═══ ИСХОДНЫЙ ОТРЫВОК

Речь содержала утверждение трагической роли поэта и Пушкиным лишь обосновывала главные мысли. Поэт — сын гармонии, гармония же — порядок мировой жизни, — это начальное положение придало речи общественную остроту, исключительную даже для Блока. По виду ярко логичная, упорядоченная, как все во внешней форме у Блока, речь не только не укрощала хаоса, она раскрыла все смятение души, все отчаяние поэта. Она завершилась безотрадным выводом, что конечные цели искусства «нам неизвестны и не могут быть известны». И хотя в ней повторялись такие слова, как «веселые истины», «веселое имя: Пушкин», «забава», «здравый смысл», она создала впечатление обреченности искусства и с ним — самого Блока.
В этом смятении, в этом отчаянии Блок был — сказал бы я — прекрасен; такой же малоподвижный, как всегда, прямой, с лицом-маской, чуть окрасившимся от прилива крови, такой же тихий. Тут он тоже перекликнулся с Горьким — этой тишиною слова, прозвучавшей криком. И еще: тоска мучительной зависти слышалась в том, как он произносил имя Пушкина, — не мелкой зависти обойденного, конечно, ибо даже рядом с величием Пушкина Блок не был мал, а той невольной зависти, какую боль должна испытывать к здоровью.
Блоку недоставало веселости, как воздуха, легкости — как воды, и он говорил об этом с тоскою:
«Пушкин так легко и весело умел нести свое творческое бремя, несмотря на то, что роль поэта — не легкая и не веселая; она трагическая...»
Когда в душной передней толпились около вешалок, тесня со всех сторон Блока, с ним рядом очутился старый писатель, один из тех, что составляли внутренний лик Дома литераторов, известный критик. С очевидным удовлетворением, но с болезненной миной он посочувствовал Блоку:
— Какой вы шаг сделали после «Двенадцати», Александр Александрович!
— Никакого, — ровно и строго отозвался Блок. — Я сейчас думаю так же, как думал, когда писал «Двенадцать».

══════
═══ ВХОДНЫЕ ДАННЫЕ

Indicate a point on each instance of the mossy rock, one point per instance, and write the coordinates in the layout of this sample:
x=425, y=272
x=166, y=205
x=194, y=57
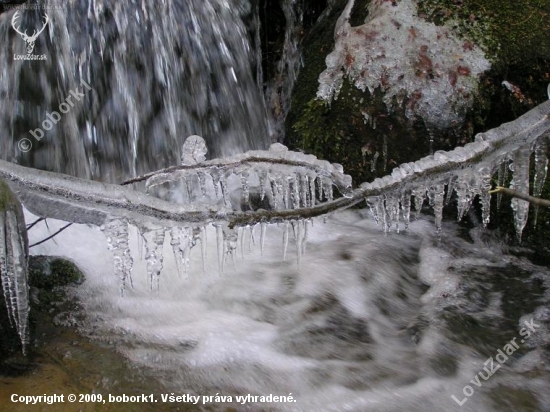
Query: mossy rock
x=48, y=272
x=514, y=35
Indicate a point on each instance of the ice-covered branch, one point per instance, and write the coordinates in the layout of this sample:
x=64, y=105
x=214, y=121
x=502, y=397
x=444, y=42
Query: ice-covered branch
x=514, y=193
x=259, y=187
x=14, y=253
x=295, y=185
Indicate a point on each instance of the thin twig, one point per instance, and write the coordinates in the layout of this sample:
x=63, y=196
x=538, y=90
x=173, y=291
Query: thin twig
x=48, y=238
x=514, y=193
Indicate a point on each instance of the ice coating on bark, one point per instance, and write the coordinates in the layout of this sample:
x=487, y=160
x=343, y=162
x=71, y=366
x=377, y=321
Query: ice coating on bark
x=464, y=173
x=14, y=254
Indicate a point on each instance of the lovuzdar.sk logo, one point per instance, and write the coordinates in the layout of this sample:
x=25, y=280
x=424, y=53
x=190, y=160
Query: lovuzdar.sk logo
x=29, y=40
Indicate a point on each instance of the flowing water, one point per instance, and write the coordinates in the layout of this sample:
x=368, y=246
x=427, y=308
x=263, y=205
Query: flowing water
x=366, y=323
x=158, y=72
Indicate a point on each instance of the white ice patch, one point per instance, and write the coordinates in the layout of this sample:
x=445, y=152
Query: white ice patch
x=428, y=68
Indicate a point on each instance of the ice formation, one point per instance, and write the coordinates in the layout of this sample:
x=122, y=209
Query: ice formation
x=14, y=262
x=415, y=63
x=261, y=187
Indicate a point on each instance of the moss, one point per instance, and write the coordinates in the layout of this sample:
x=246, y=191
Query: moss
x=47, y=272
x=6, y=196
x=514, y=34
x=510, y=31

══════

_ВОПРОСЫ ДЛЯ ОТВЕТА_:
1. Каким выводом завершилась речь, о которой рассказывает отрывок о Блоке?
2. Перепишите часть отрывка о Блоке от слов «Речь содержала утверждение» до слов «ним — самого Блока.» включительно, заменив «искусства» на «творчества».
Строки здесь никакой роли не играют.

_СПИСОК ОТВЕТОВ_:
1. Выводом о том, что конечные цели искусства «нам неизвестны и не могут быть известны».

2.
Речь содержала утверждение трагической роли поэта и Пушкиным лишь обосновывала главные мысли. Поэт — сын гармонии, гармония же — порядок мировой жизни, — это начальное положение придало речи общественную остроту, исключительную даже для Блока. По виду ярко логичная, упорядоченная, как все во внешней форме у Блока, речь не только не укрощала хаоса, она раскрыла все смятение души, все отчаяние поэта. Она завершилась безотрадным выводом, что конечные цели творчества «нам неизвестны и не могут быть известны». И хотя в ней повторялись такие слова, как «веселые истины», «веселое имя: Пушкин», «забава», «здравый смысл», она создала впечатление обреченности творчества и с ним — самого Блока.